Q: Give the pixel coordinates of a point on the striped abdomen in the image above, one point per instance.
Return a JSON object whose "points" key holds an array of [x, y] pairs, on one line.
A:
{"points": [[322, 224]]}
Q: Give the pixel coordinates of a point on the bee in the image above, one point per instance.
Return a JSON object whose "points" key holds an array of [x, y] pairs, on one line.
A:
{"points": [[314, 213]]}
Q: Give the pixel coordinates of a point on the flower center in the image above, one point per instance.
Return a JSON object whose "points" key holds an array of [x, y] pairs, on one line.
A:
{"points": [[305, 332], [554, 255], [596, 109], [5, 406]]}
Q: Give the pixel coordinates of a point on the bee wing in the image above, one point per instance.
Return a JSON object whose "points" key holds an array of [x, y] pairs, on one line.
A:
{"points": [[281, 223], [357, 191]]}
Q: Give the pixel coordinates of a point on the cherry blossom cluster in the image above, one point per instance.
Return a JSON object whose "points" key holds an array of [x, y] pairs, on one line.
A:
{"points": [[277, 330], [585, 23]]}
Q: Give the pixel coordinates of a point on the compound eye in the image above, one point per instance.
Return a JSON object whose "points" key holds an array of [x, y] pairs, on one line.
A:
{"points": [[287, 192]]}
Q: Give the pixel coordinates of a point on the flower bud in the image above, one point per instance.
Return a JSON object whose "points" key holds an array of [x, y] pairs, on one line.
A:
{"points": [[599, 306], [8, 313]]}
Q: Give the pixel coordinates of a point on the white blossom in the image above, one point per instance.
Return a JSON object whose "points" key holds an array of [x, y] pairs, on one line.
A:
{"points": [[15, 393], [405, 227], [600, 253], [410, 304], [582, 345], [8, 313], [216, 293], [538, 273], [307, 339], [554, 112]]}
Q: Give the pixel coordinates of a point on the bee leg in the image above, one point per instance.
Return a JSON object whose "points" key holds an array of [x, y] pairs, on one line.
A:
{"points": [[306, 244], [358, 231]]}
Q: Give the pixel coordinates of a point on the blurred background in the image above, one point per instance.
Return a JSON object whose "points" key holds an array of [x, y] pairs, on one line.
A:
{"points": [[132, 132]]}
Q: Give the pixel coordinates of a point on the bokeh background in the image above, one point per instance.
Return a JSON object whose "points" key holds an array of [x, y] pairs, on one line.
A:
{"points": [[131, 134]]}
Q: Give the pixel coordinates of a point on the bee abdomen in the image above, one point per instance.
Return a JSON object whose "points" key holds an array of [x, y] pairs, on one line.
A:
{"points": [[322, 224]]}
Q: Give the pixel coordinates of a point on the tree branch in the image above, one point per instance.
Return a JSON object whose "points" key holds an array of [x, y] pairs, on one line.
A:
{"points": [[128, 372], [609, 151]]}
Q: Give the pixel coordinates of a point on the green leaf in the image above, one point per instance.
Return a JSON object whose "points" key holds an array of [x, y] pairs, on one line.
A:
======
### Directions for this task:
Write out the items word for word, starting at the line that contains "Q: Give the pixel coordinates of a point on the green" and ending at the last line of the items.

### Exercise result:
Q: Give the pixel coordinates of a point on the green leaf in the image above, one point per instance.
Return a JSON object whose "points" key holds an array of [x, y] pairs, on one line.
A:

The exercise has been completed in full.